» **PROBLEM DETAILS**: Will you write out all the entries below exactly?

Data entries

--------

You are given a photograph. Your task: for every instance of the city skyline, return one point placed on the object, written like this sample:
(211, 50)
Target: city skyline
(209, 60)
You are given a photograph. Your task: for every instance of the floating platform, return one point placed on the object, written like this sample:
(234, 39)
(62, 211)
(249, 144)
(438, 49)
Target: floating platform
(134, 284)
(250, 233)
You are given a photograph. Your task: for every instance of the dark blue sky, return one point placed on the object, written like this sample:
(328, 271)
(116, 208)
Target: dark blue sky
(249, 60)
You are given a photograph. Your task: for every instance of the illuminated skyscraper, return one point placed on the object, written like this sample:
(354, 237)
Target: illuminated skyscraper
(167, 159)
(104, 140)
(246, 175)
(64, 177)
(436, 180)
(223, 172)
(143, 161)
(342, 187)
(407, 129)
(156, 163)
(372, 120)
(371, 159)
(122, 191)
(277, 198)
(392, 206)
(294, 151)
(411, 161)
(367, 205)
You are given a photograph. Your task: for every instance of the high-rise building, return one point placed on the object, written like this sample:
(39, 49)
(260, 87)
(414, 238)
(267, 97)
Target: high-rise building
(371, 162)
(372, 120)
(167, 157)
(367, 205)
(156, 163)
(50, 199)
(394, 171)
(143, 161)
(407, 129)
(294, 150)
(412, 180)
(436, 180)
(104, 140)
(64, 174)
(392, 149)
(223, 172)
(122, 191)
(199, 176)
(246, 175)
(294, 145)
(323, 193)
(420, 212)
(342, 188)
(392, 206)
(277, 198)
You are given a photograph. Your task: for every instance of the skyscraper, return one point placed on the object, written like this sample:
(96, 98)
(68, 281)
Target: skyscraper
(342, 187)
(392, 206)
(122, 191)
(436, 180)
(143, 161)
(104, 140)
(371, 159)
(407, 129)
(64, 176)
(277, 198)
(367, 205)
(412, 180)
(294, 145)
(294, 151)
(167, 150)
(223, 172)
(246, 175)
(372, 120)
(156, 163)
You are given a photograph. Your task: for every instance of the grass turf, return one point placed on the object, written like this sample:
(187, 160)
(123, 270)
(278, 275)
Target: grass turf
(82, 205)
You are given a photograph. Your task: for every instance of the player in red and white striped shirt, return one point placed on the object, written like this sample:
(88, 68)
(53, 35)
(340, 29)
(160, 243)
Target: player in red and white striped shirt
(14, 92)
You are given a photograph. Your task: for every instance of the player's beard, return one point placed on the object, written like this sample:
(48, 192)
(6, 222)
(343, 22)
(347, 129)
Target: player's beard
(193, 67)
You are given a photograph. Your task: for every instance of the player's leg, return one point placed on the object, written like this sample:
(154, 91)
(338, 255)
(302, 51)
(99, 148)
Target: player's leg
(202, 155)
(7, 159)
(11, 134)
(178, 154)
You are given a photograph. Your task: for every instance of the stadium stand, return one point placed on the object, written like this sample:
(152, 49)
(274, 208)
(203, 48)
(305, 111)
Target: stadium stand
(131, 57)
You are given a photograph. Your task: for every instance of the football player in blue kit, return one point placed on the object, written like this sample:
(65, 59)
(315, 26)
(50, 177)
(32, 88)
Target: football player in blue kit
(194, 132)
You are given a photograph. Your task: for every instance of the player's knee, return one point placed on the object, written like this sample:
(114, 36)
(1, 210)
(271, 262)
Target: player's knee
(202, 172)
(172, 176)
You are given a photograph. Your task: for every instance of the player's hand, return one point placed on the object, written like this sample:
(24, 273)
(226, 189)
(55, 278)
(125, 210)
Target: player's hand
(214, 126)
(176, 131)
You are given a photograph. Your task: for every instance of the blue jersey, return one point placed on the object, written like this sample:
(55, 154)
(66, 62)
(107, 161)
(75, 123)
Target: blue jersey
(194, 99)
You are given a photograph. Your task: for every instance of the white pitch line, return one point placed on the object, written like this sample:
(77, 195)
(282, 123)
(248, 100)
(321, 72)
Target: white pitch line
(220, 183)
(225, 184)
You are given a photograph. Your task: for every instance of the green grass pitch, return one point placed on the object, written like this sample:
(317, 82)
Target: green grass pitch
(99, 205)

--------

» **RESPONSE BELOW**:
You are given a photograph. Your task: for every instance of the city skyline, return one point placed on the object, written like this sample:
(211, 50)
Target: city skyline
(209, 60)
You are given a photograph. Your task: for every instance of the floating platform, return one point placed on the object, written like this sample:
(234, 39)
(62, 211)
(249, 144)
(438, 49)
Target: floating platform
(134, 284)
(250, 233)
You are given a photograph. Your task: for every instance of the dark blue sky, return one point placed on the object, written like this sample:
(328, 271)
(116, 208)
Target: dark blue sky
(249, 60)
You are given a photograph. Your task: for every instance of the illuminated skyscraper, return one point placed on the object, written like this sample:
(354, 237)
Target: illuminated skyscraper
(167, 159)
(104, 140)
(246, 175)
(64, 177)
(436, 180)
(223, 172)
(143, 161)
(342, 187)
(407, 129)
(156, 163)
(372, 120)
(371, 159)
(122, 191)
(277, 198)
(392, 206)
(294, 151)
(411, 161)
(367, 205)
You are given a photograph. Your task: for every instance of the high-rise building, return one point placed on the object, written like this sample:
(39, 49)
(260, 87)
(414, 238)
(267, 97)
Target: high-rise building
(371, 162)
(372, 120)
(167, 157)
(367, 205)
(156, 163)
(50, 199)
(394, 171)
(143, 161)
(407, 129)
(294, 150)
(412, 180)
(436, 180)
(104, 140)
(64, 174)
(392, 149)
(223, 172)
(122, 191)
(199, 176)
(246, 175)
(294, 145)
(323, 193)
(420, 212)
(342, 188)
(392, 206)
(277, 198)
You are given a photograph. Your task: for every instance of the skyscraper, return one point placed on the object, written like this sample:
(96, 98)
(68, 281)
Target: skyscraper
(342, 187)
(392, 206)
(122, 191)
(436, 180)
(143, 161)
(104, 140)
(371, 159)
(407, 129)
(64, 176)
(277, 198)
(367, 205)
(412, 180)
(294, 145)
(294, 151)
(167, 150)
(223, 172)
(246, 175)
(372, 120)
(156, 163)
You are given a photograph. Your task: for every instance of the grass turf, return one point placed on the object, written like this sample:
(187, 160)
(123, 270)
(278, 275)
Target: grass turf
(82, 205)
You are given a photograph. Your task: for every instance of the player in red and white striped shirt, return one point placed on the object, written like this sample:
(88, 68)
(53, 35)
(340, 29)
(160, 243)
Target: player in red and white striped shirt
(14, 92)
You are given a photograph. Your task: for every instance of the player's beard, return one point placed on the object, written like this sample:
(48, 192)
(6, 222)
(343, 22)
(347, 129)
Target: player's beard
(193, 67)
You are given a photograph. Your task: for every instance of the player's leg, return one point placed on the object, written like this sample:
(154, 91)
(338, 255)
(302, 51)
(99, 148)
Target: player's leg
(202, 155)
(7, 159)
(11, 134)
(178, 154)
You are given a photograph. Your task: for every instance of the stadium stand, return one point placed on the object, written like this sample:
(152, 49)
(274, 208)
(203, 48)
(305, 111)
Target: stadium stand
(131, 57)
You are given a photograph. Your task: for every instance of the football player in blue kit, return one point placed on the object, written like this sample:
(65, 59)
(315, 26)
(50, 177)
(32, 88)
Target: football player in blue kit
(194, 132)
You are given a photograph. Your task: for every instance of the player's knee, return one point placed on the object, written like this sample:
(114, 36)
(1, 210)
(271, 262)
Target: player's knee
(202, 172)
(172, 176)
You are given a photograph. Your task: for every instance of the player's hand, return one point placed on the object, written like this sample:
(24, 273)
(226, 189)
(55, 278)
(125, 210)
Target: player's hand
(214, 126)
(176, 131)
You are given a photograph. Your task: for every instance of the blue jersey, return one point placed on the object, written like this sample:
(55, 154)
(66, 62)
(107, 161)
(75, 123)
Target: blue jersey
(194, 99)
You are given a photograph. Your task: for every instance of the white pitch line, return one point placed on the object, written like this sample:
(77, 195)
(282, 123)
(248, 100)
(321, 72)
Target: white pitch line
(220, 183)
(225, 184)
You are given a photograph. Your task: for every instance of the green grass pitch, return one point placed on the object, written like this sample:
(317, 82)
Target: green grass pitch
(99, 205)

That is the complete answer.